> Prompt
Could the data below be copied out in full, word for word?

─── Input records ───

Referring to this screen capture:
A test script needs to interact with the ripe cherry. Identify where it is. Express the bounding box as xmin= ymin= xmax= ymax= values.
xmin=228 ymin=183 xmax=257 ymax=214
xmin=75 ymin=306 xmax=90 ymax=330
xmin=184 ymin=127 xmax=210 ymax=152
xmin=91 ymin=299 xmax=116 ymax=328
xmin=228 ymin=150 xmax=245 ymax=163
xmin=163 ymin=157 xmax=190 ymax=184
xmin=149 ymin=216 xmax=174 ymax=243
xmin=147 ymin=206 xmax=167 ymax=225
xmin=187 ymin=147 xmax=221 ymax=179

───

> Answer box
Referring to this screen capture:
A test script needs to interact with the ripe cherry. Identify where it is. Express the bounding box as xmin= ymin= xmax= ymax= values.
xmin=228 ymin=183 xmax=257 ymax=214
xmin=75 ymin=306 xmax=90 ymax=330
xmin=184 ymin=127 xmax=210 ymax=152
xmin=91 ymin=299 xmax=116 ymax=328
xmin=228 ymin=150 xmax=245 ymax=163
xmin=163 ymin=157 xmax=190 ymax=184
xmin=149 ymin=216 xmax=174 ymax=243
xmin=147 ymin=206 xmax=167 ymax=225
xmin=187 ymin=147 xmax=221 ymax=179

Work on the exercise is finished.